Given problem 1: Copy the records exactly, starting with their first line and ending with the line that contains "pixel 416 149", with both of those lines included.

The deadlock is happening because the read thread is requesting a read lock on page 5, which is blocked since the write thread already has a write lock on page 5.  The write thread is attempting to get a write lock on page 11, which is blocked since the read thread already holds a read lock on page 11.

What is interesting is that db_stat does not show the read lock that the read thread has on page 11.  It also does not list the write locks held by the write thread on pages 7 and 9 (though it seems to list this transaction as having 3 write locks on page 4).

It seems that there is no deadlock detection occurring within Berkeley DB for duplicate pages.

Comment 7 Nathan Kinder 2011-10-07 20:25:58 UTC
Created attachment 526956 [details]
db_dump output of memberOf.db4

This is the dbdump output of the memberOf.db4 index file.  It shows the page layout.

Comment 8 Nathan Kinder 2011-10-07 20:49:31 UTC
I have posted a question about this issue on the Oracle Berkeley DB forums, as it looks more and more to be a problem inside of libdb:

https://forums.oracle.com/forums/thread.jspa?threadID=2292442

Comment 9 Martin Kosek 2012-01-04 13:20:38 UTC
Upstream ticket:
https://fedorahosted.org/389/ticket/25

Comment 10 Rich Megginson 2012-01-10 17:37:14 UTC
marking as screened because it has been cloned upstream

Comment 11 Nathan Kinder 2012-02-15 19:29:22 UTC
Created attachment 562317 [details]
Updated test scripts

This is an update to the previous test scripts that can be used to reproduce the issue.

Extracted material:
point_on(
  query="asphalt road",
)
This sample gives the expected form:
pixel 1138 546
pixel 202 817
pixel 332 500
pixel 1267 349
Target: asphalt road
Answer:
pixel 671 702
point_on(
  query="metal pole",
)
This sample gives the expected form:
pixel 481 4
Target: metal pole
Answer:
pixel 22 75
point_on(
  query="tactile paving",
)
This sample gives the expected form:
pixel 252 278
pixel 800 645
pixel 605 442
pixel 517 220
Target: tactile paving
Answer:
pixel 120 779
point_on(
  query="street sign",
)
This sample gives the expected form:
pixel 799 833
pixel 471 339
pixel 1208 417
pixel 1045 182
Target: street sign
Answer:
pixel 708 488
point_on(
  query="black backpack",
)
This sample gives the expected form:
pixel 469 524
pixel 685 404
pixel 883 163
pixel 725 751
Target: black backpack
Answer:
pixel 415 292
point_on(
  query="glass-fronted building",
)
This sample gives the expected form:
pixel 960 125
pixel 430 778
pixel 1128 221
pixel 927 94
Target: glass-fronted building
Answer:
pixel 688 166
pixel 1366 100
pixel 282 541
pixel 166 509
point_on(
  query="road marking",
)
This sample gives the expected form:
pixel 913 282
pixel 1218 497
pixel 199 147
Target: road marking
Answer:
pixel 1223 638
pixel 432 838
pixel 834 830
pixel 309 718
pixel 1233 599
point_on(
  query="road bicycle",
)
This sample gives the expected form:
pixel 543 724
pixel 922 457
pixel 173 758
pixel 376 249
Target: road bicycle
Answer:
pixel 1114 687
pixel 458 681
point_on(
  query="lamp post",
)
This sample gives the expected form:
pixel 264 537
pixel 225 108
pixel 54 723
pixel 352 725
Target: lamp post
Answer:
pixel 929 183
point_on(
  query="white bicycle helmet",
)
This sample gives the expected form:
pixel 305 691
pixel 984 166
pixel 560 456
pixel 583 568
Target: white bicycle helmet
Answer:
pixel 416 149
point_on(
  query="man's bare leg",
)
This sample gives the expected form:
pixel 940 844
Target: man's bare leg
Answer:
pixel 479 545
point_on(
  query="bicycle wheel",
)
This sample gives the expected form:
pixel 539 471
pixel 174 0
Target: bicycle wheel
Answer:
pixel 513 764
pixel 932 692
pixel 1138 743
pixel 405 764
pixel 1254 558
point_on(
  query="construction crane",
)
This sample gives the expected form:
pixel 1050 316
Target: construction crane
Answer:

Given problem 2: In the bug thread about the Berkeley DB deadlock, what is blocking the write thread's attempt to get a write lock on page 11?

Problem solution 1:
point_on(
  query="asphalt road",
)
This sample gives the expected form:
pixel 1138 546
pixel 202 817
pixel 332 500
pixel 1267 349
Target: asphalt road
Answer:
pixel 671 702
point_on(
  query="metal pole",
)
This sample gives the expected form:
pixel 481 4
Target: metal pole
Answer:
pixel 22 75
point_on(
  query="tactile paving",
)
This sample gives the expected form:
pixel 252 278
pixel 800 645
pixel 605 442
pixel 517 220
Target: tactile paving
Answer:
pixel 120 779
point_on(
  query="street sign",
)
This sample gives the expected form:
pixel 799 833
pixel 471 339
pixel 1208 417
pixel 1045 182
Target: street sign
Answer:
pixel 708 488
point_on(
  query="black backpack",
)
This sample gives the expected form:
pixel 469 524
pixel 685 404
pixel 883 163
pixel 725 751
Target: black backpack
Answer:
pixel 415 292
point_on(
  query="glass-fronted building",
)
This sample gives the expected form:
pixel 960 125
pixel 430 778
pixel 1128 221
pixel 927 94
Target: glass-fronted building
Answer:
pixel 688 166
pixel 1366 100
pixel 282 541
pixel 166 509
point_on(
  query="road marking",
)
This sample gives the expected form:
pixel 913 282
pixel 1218 497
pixel 199 147
Target: road marking
Answer:
pixel 1223 638
pixel 432 838
pixel 834 830
pixel 309 718
pixel 1233 599
point_on(
  query="road bicycle",
)
This sample gives the expected form:
pixel 543 724
pixel 922 457
pixel 173 758
pixel 376 249
Target: road bicycle
Answer:
pixel 1114 687
pixel 458 681
point_on(
  query="lamp post",
)
This sample gives the expected form:
pixel 264 537
pixel 225 108
pixel 54 723
pixel 352 725
Target: lamp post
Answer:
pixel 929 183
point_on(
  query="white bicycle helmet",
)
This sample gives the expected form:
pixel 305 691
pixel 984 166
pixel 560 456
pixel 583 568
Target: white bicycle helmet
Answer:
pixel 416 149

Problem solution 2: The read thread already holds a read lock on page 11.